* _Source passage_
Studio album by Children of Bodom
- Released: 16 November 1997
- Recorded: July–August 1997
- Studio: Astia-Studios
- Genres: Melodic black/death; power metal;
- Length: 35:57
- Labels: Spinefarm, Nuclear Blast
- Producers: Anssi Kippo, Children of Bodom

Children of Bodom chronology
|  | Something Wild (1997) | Hatebreeder (1999) |

= Something Wild (album) =

Something Wild is the debut studio album by Finnish melodic death metal band Children of Bodom, released in 1997 in Finland, and in 1998 worldwide. Upon release, the album was met with universal acclaim. In 2020, it was named one of the 20 best metal albums of 1997 by Metal Hammer magazine.

Something Wild was an innovative and pioneering album in extreme metal by incorporating elements of power metal, a sound not seen in other melodic death metal bands of the time; this fusion was inspired by Stratovarius.

Something Wild entered the Finnish album charts at number 35 in the last week of December, 1997. It would spend 12 weeks in the album chart peaking at number 20 in January of 1999. The album would re-enter the Finnish album charts in October of 2021 at number 19. It would spend one week in the charts.

* _Short exercise 1_
Render the listing as a Markdown table with columns n and Line, starting at its first line and running through the line containing "530), (616, 617)]", with blank lines left out and nothing past that line included.
The Something Wild article and the listing after it are separate, unrelated material.

* _Records for the exercise_

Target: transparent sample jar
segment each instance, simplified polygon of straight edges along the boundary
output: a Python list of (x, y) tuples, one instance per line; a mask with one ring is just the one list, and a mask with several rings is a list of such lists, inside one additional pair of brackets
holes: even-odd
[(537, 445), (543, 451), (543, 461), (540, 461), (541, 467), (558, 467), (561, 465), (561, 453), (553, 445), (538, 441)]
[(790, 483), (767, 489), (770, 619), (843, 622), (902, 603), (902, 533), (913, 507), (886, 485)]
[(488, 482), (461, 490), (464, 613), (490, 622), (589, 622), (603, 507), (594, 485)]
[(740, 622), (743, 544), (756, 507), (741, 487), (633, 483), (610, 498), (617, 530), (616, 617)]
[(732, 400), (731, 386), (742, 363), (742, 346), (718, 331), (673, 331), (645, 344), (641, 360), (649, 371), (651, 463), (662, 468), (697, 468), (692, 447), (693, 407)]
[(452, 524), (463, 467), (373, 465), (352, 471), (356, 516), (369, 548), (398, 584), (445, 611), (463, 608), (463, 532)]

* _Short exercise 2_
Write the next part of the Something Wild article, picking up right after its final sentence.

* _Task result 1_
| n | Line |
|---|---|
| 1 | Target: transparent sample jar |
| 2 | segment each instance, simplified polygon of straight edges along the boundary |
| 3 | output: a Python list of (x, y) tuples, one instance per line; a mask with one ring is just the one list, and a mask with several rings is a list of such lists, inside one additional pair of brackets |
| 4 | holes: even-odd |
| 5 | [(537, 445), (543, 451), (543, 461), (540, 461), (541, 467), (558, 467), (561, 465), (561, 453), (553, 445), (538, 441)] |
| 6 | [(790, 483), (767, 489), (770, 619), (843, 622), (902, 603), (902, 533), (913, 507), (886, 485)] |
| 7 | [(488, 482), (461, 490), (464, 613), (490, 622), (589, 622), (603, 507), (594, 485)] |
| 8 | [(740, 622), (743, 544), (756, 507), (741, 487), (633, 483), (610, 498), (617, 530), (616, 617)] |

* _Task result 2_
Professional ratings
Review scores
| Source | Rating |
| AllMusic | Star |
| Metalitalia | 9/10 |
| Metal.de | 10/10 |
| Metalfan | 91% |
| Metal1.info | 8.5/10 |

==Track listing==

Notes

| No. | Title | Length |
|---|---|---|
| 1. | "Deadnight Warrior" | 3:22 |
| 2. | "In the Shadows" | 6:01 |
| 3. | "Red Light in My Eyes, Pt 1" | 4:28 |
| 4. | "Red Light in My Eyes, Pt 2" | 3:50 |
| 5. | "Lake Bodom" | 4:02 |
| 6. | "The Nail" | 6:18 |
| 7. | "Touch Like Angel of Death" (includes hidden track ) | 7:46 |
| 8. | "Bruno the Pig" (hidden track) | 0:10 |
| Total length: |  | 35:57 |

Reissue
| No. | Title | Length |
|---|---|---|
| 8. | "Silent Scream" (Slayer cover) | 3:17 |
| 9. | "Don't Stop at the Top" (Scorpions cover) | 3:24 |
| 10. | "Mass Hypnosis" (Sepultura cover) | 7:18 |

Spinefarm digipak reissue bonus tracks
| No. | Title | Length |
|---|---|---|
| 8. | "Children of Bodom (Original Single Version)" | 5:10 |
| 9. | "Mass Hypnosis" (Sepultura cover) | 7:18 |

==Personnel==
- Alexi Laiho – lead guitar, vocals, songwriting, keyboards (on hidden track)
- Alexander Kuoppala – rhythm guitar, solo on "Red Light In My Eyes Pt 1", keyboards (on hidden track)
- Henkka Seppälä – bass
- Janne Wirman – keyboards (on everything except hidden track)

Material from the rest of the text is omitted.